• [PROVIDED TEXT]
┌──

Today I’m pleased to introduce you to Keith Rosson’s new collection of short stories – Folk Songs by Trauma Surgeons – and offer both an excerpt (behind the scenes with the Tooth Fairy) and an opportunity to enter a $50 book spree giveaway! Enjoy…

About the Book
With Folk Songs for Trauma Surgeons, award-winning author Keith Rosson delves into notions of family, grief, identity, indebtedness, loss, and hope, with the surefooted merging of literary fiction and magical realism he’s explored in previous novels. In “Dunsmuir,” a newly sober husband buys a hearse to help his wife spread her sister’s ashes, while “The Lesser Horsemen” illustrates what happens when God instructs the Four Horsemen of the Apocalypse to go on a team-building cruise as a way of boosting their frayed morale. In “Brad Benske and the Hand of Light,” an estranged husband seeks his wife’s whereabouts through a fortuneteller after she absconds with a cult, and in “High Tide,” a grieving man ruminates on his brother’s life as a monster terrorizes their coastal town. With grace, imagination, and a brazen gallows humor, Folk Songs for Trauma Surgeons merges the fantastic and the everyday, and includes a number of Rosson’s unpublished stories, as well as award-winning favorites.

The Excerpt
From “Baby Jill” by Keith Rosson

BABY JILL

On Wednesdays, Gary comes to collect the teeth.

• • •

The things Gary has parked in the driveway on various Wednesdays: a pop-topped Vanagon with a constellation of faded stickers across the rear window. A pink Corvette. A Hummer the color of a traffic cone. A motorcycle and sidecar. A mail truck. Usually just regular cars, regular things, but sometimes ones like these.

I wonder sometimes about the neighbors.

Also on Wednesdays: how I jump when he rings the doorbell. Every time. You’d think I would grow used to it after all this time. I see his form through the dimpled, hazy glass of the front door, and I open it and there is Gary. He’s a short man, handlebar mustache, the fabric unspooling in the bill of his baseball hat. I have never seen him smile. I’ve watched him grow old, seen the back of his hands grow their first few mottled spots, faint enough but there. Before Gary was Luis, and before him, Etienne. Before that, I don’t even remember anymore, which bothers me when I let it.

Hi, Carol, he says.

Hi, Gary.

Got everything squared away?

Sure thing, I say. Come on in.

Always like this: Gary steps into the house and takes off his hat and stuffs it bill-first into the back pocket of his jeans. We walk into the spare bedroom, Gary taking the lead. I trace the hallway wall with one hand; it makes a noise as faint as a whisper. Gary stands in the doorway with his hands on his hips, assessing.

Every week we do this. Every Wednesday.

The room is empty save for the tens of thousands of teeth carpeting the floor. Mounds of them. Hills and valleys of little pale teeth. The room is not particularly big, but still. Sometimes Gary has to really force the door open, really work at it. Skeins of daylight sift themselves through the gauzy curtains.

Gary, not one to be impressed by the quality of light or much else, grunts and says, Looks like a twelve-binner.

└──

(Items from a data source)
┌──

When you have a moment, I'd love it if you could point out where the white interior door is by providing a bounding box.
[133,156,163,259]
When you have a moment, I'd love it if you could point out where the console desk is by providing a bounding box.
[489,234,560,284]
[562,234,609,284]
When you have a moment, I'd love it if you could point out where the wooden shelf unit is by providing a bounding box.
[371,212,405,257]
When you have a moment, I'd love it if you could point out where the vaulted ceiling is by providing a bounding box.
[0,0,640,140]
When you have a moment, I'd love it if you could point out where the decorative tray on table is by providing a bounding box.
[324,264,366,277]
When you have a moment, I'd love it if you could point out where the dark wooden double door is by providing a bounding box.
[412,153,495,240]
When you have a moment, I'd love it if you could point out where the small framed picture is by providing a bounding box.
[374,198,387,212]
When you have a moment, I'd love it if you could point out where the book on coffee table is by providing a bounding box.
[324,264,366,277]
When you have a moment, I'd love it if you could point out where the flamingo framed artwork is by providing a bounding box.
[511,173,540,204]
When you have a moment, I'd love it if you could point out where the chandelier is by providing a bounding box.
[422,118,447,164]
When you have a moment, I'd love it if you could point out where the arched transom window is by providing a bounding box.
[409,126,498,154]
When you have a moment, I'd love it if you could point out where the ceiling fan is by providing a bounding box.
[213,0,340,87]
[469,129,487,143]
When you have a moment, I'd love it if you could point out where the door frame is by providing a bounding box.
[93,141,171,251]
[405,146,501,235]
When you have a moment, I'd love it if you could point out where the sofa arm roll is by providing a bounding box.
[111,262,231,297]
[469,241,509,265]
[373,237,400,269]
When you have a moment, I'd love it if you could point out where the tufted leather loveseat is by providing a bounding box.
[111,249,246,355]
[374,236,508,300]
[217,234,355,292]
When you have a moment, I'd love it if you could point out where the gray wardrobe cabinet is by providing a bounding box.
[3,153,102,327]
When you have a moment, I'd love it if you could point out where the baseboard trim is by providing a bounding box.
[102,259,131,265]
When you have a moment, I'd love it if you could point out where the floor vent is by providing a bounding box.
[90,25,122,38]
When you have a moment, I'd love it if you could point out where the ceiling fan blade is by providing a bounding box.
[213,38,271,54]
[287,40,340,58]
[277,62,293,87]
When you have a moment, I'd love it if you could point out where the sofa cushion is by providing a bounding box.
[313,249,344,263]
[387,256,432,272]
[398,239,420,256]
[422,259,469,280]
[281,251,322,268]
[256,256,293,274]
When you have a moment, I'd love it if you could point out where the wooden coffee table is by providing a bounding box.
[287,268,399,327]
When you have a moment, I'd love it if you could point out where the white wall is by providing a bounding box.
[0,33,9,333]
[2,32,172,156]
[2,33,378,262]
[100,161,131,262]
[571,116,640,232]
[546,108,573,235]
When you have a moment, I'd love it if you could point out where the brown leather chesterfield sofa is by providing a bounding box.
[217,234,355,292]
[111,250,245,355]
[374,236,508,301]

└──

• [REQUIREMENT 1] In the book feature, which vehicles does the narrator list as ones Gary has parked in the driveway on various Wednesdays?
• [REQUIREMENT 2] In the entries, swap "point out" for "show" in the lines between the one holding "blade is by providing a bounding box." and the one holding "[287,268,399,327]", inclusive, and return only those lines.

• [SOLUTION 1]
- A pop-topped Vanagon with a constellation of faded stickers across the rear window
- A pink Corvette
- A Hummer the color of a traffic cone
- A motorcycle and sidecar
- A mail truck

• [SOLUTION 2]
When you have a moment, I'd love it if you could show where the ceiling fan blade is by providing a bounding box.
[213,38,271,54]
[287,40,340,58]
[277,62,293,87]
When you have a moment, I'd love it if you could show where the sofa cushion is by providing a bounding box.
[313,249,344,263]
[387,256,432,272]
[398,239,420,256]
[422,259,469,280]
[281,251,322,268]
[256,256,293,274]
When you have a moment, I'd love it if you could show where the wooden coffee table is by providing a bounding box.
[287,268,399,327]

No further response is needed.